Your task is to retype every entry exactly while omitting the pictures.
THE DATA Block Start
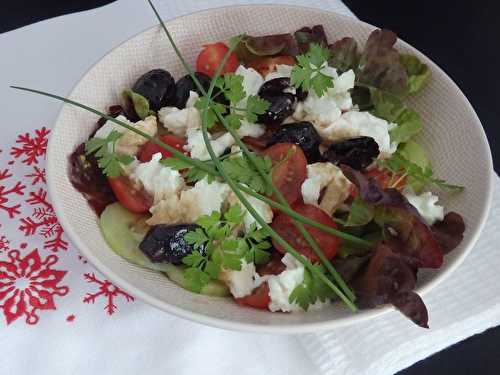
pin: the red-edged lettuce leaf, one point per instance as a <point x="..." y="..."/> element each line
<point x="307" y="35"/>
<point x="345" y="54"/>
<point x="380" y="65"/>
<point x="407" y="231"/>
<point x="253" y="47"/>
<point x="388" y="278"/>
<point x="449" y="232"/>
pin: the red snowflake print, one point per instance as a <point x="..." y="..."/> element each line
<point x="4" y="244"/>
<point x="31" y="147"/>
<point x="29" y="284"/>
<point x="106" y="290"/>
<point x="6" y="193"/>
<point x="38" y="175"/>
<point x="44" y="222"/>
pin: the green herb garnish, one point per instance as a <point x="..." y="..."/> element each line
<point x="307" y="73"/>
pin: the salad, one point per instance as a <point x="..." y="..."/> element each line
<point x="283" y="173"/>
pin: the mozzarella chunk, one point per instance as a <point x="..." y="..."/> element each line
<point x="196" y="146"/>
<point x="282" y="71"/>
<point x="329" y="176"/>
<point x="262" y="208"/>
<point x="324" y="110"/>
<point x="251" y="130"/>
<point x="353" y="124"/>
<point x="130" y="142"/>
<point x="282" y="285"/>
<point x="241" y="283"/>
<point x="252" y="80"/>
<point x="159" y="181"/>
<point x="202" y="199"/>
<point x="426" y="205"/>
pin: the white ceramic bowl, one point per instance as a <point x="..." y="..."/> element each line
<point x="453" y="136"/>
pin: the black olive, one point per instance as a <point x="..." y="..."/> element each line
<point x="186" y="84"/>
<point x="280" y="107"/>
<point x="166" y="243"/>
<point x="302" y="134"/>
<point x="157" y="86"/>
<point x="358" y="153"/>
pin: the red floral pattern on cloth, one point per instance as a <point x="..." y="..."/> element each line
<point x="106" y="290"/>
<point x="33" y="282"/>
<point x="29" y="284"/>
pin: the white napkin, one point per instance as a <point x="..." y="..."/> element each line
<point x="128" y="337"/>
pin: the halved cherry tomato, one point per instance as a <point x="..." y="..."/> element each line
<point x="133" y="199"/>
<point x="266" y="65"/>
<point x="289" y="169"/>
<point x="284" y="226"/>
<point x="211" y="57"/>
<point x="259" y="299"/>
<point x="149" y="149"/>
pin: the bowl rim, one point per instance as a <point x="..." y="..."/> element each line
<point x="360" y="316"/>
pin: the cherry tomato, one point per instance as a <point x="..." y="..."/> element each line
<point x="284" y="226"/>
<point x="211" y="57"/>
<point x="289" y="169"/>
<point x="267" y="65"/>
<point x="135" y="200"/>
<point x="149" y="149"/>
<point x="259" y="299"/>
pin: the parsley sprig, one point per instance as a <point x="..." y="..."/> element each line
<point x="231" y="87"/>
<point x="219" y="244"/>
<point x="398" y="164"/>
<point x="108" y="160"/>
<point x="308" y="71"/>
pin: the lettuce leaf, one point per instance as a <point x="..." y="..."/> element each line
<point x="345" y="54"/>
<point x="418" y="73"/>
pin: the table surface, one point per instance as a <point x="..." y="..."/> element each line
<point x="470" y="59"/>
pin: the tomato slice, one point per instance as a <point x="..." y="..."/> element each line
<point x="149" y="149"/>
<point x="211" y="57"/>
<point x="134" y="200"/>
<point x="267" y="65"/>
<point x="284" y="226"/>
<point x="259" y="299"/>
<point x="289" y="169"/>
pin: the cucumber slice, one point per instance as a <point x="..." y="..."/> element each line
<point x="116" y="222"/>
<point x="213" y="288"/>
<point x="415" y="153"/>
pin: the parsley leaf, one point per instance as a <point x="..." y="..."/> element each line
<point x="224" y="246"/>
<point x="399" y="164"/>
<point x="310" y="290"/>
<point x="107" y="159"/>
<point x="307" y="73"/>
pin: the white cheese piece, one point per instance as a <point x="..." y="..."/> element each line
<point x="262" y="208"/>
<point x="203" y="199"/>
<point x="196" y="146"/>
<point x="353" y="124"/>
<point x="241" y="283"/>
<point x="282" y="71"/>
<point x="158" y="181"/>
<point x="426" y="205"/>
<point x="252" y="80"/>
<point x="251" y="130"/>
<point x="324" y="110"/>
<point x="130" y="142"/>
THE DATA Block End
_SOLUTION_
pin: the red-edged lettuce leaf, one point per instance as a <point x="..." y="..."/> element each line
<point x="307" y="35"/>
<point x="345" y="54"/>
<point x="380" y="65"/>
<point x="407" y="231"/>
<point x="253" y="47"/>
<point x="388" y="278"/>
<point x="449" y="232"/>
pin: the red snowflake print, one point per instance as a <point x="..." y="..."/> element each line
<point x="4" y="244"/>
<point x="31" y="147"/>
<point x="29" y="284"/>
<point x="106" y="290"/>
<point x="6" y="193"/>
<point x="38" y="175"/>
<point x="44" y="222"/>
pin: the green herb garnish, one point per instance as a <point x="..." y="..."/> element each line
<point x="307" y="73"/>
pin: the salad, one point per instance as a <point x="..." y="..."/> element each line
<point x="283" y="173"/>
pin: the mozzarella chunk, one point per instance as a <point x="..." y="..."/> element each line
<point x="196" y="146"/>
<point x="282" y="71"/>
<point x="329" y="176"/>
<point x="262" y="208"/>
<point x="324" y="110"/>
<point x="251" y="130"/>
<point x="353" y="124"/>
<point x="130" y="142"/>
<point x="282" y="285"/>
<point x="241" y="283"/>
<point x="252" y="80"/>
<point x="159" y="181"/>
<point x="202" y="199"/>
<point x="426" y="205"/>
pin: the white ceramic bowl, one point per instance as a <point x="..." y="..."/> element each line
<point x="453" y="136"/>
pin: the black olive, one point per instance as a <point x="..." y="..."/> element each line
<point x="186" y="84"/>
<point x="280" y="107"/>
<point x="166" y="243"/>
<point x="302" y="134"/>
<point x="157" y="86"/>
<point x="358" y="153"/>
pin: the red floral pattern on cloth, one point per instance as a <point x="..." y="..."/> element each line
<point x="106" y="290"/>
<point x="33" y="282"/>
<point x="29" y="284"/>
pin: the white napkin, one point per instance as a <point x="..." y="..."/> element each line
<point x="128" y="337"/>
pin: the halved cherry tomato, one point per instance as a <point x="..." y="..."/> element each line
<point x="133" y="199"/>
<point x="266" y="65"/>
<point x="289" y="169"/>
<point x="284" y="226"/>
<point x="211" y="57"/>
<point x="259" y="299"/>
<point x="149" y="149"/>
pin: the bowl rim, one point per instance as a <point x="..." y="..."/> element each line
<point x="360" y="316"/>
pin: the cherry tomato, one point per instance as a <point x="..." y="..."/> element each line
<point x="284" y="226"/>
<point x="211" y="57"/>
<point x="289" y="169"/>
<point x="267" y="65"/>
<point x="135" y="200"/>
<point x="149" y="149"/>
<point x="259" y="299"/>
pin: the parsley sprig, one point per instance as a <point x="..." y="..."/> element each line
<point x="231" y="87"/>
<point x="219" y="244"/>
<point x="398" y="164"/>
<point x="108" y="160"/>
<point x="308" y="71"/>
pin: the lettuce leaf, one point per instance as a <point x="..." y="..."/> element each line
<point x="345" y="54"/>
<point x="418" y="73"/>
pin: the table surface, one point per instance as a <point x="..." y="..."/> element each line
<point x="470" y="59"/>
pin: the tomato slice, one point per instance as a <point x="..." y="..."/> element each line
<point x="149" y="149"/>
<point x="211" y="57"/>
<point x="134" y="200"/>
<point x="267" y="65"/>
<point x="284" y="226"/>
<point x="259" y="299"/>
<point x="289" y="169"/>
pin: the cucumber slice, one point per instance as a <point x="..." y="..."/> element each line
<point x="116" y="222"/>
<point x="213" y="288"/>
<point x="415" y="153"/>
pin: the parsley leaf, one point per instance as a <point x="..." y="..."/> element each line
<point x="224" y="246"/>
<point x="399" y="164"/>
<point x="310" y="290"/>
<point x="107" y="159"/>
<point x="307" y="73"/>
pin: the white cheese piece, one point per instance as a <point x="..." y="..."/> element each line
<point x="262" y="208"/>
<point x="203" y="199"/>
<point x="196" y="146"/>
<point x="353" y="124"/>
<point x="241" y="283"/>
<point x="282" y="71"/>
<point x="158" y="181"/>
<point x="426" y="205"/>
<point x="252" y="80"/>
<point x="251" y="130"/>
<point x="324" y="110"/>
<point x="130" y="142"/>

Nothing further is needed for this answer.